*Position annotation records*:
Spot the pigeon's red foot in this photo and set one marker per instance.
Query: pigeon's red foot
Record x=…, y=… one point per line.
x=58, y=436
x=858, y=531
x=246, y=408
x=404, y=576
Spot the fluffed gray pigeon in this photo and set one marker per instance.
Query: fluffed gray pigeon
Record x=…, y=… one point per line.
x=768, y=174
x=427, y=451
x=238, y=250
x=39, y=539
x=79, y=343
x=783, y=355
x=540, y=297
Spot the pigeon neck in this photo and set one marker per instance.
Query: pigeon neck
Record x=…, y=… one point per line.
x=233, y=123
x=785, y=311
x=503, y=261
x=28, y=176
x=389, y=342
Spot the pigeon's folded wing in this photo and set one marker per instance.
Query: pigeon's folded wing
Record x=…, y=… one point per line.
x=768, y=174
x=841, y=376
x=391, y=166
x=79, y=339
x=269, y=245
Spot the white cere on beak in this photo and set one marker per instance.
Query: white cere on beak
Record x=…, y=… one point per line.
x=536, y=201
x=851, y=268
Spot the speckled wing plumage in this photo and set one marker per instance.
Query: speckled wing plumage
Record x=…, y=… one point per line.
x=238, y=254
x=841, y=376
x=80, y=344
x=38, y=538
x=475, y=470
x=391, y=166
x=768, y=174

*Aim*:
Please update the data above by replacing "set one marker per instance" with "place a single marker on each instance" throughout, leaving everything else unchanged.

*Response below*:
Spot the pigeon's red foot in this photo and place a single marker on each instance.
Query: pigeon's red foot
Record x=…, y=… one point per line.
x=58, y=436
x=858, y=531
x=246, y=408
x=404, y=576
Spot the fluffed gray pigeon in this photo and place a single marker on each instance.
Query: fluffed gray pigeon
Record x=…, y=… one point per line.
x=768, y=174
x=427, y=451
x=238, y=250
x=39, y=539
x=79, y=343
x=783, y=355
x=540, y=297
Spot the pigeon neck in this photo and place a single marker on each instance.
Query: pigeon neck
Record x=…, y=… one point per line.
x=233, y=123
x=785, y=311
x=503, y=261
x=28, y=176
x=389, y=342
Spot the pigeon's folded wing in this photo and place a single marker on each instance.
Query: pigeon's folded wing
Record x=…, y=… one point per line.
x=768, y=174
x=841, y=376
x=391, y=166
x=79, y=339
x=269, y=245
Spot the white cere on beak in this photo and place a single marker on each instance.
Query: white cere on beak
Record x=…, y=… one point per line.
x=536, y=201
x=851, y=268
Spot the speckled wing plumage in this photo and place a single marker on each instance.
Query: speckled wing plumage
Record x=…, y=… one point per line.
x=238, y=254
x=841, y=376
x=80, y=344
x=38, y=538
x=475, y=470
x=391, y=166
x=768, y=174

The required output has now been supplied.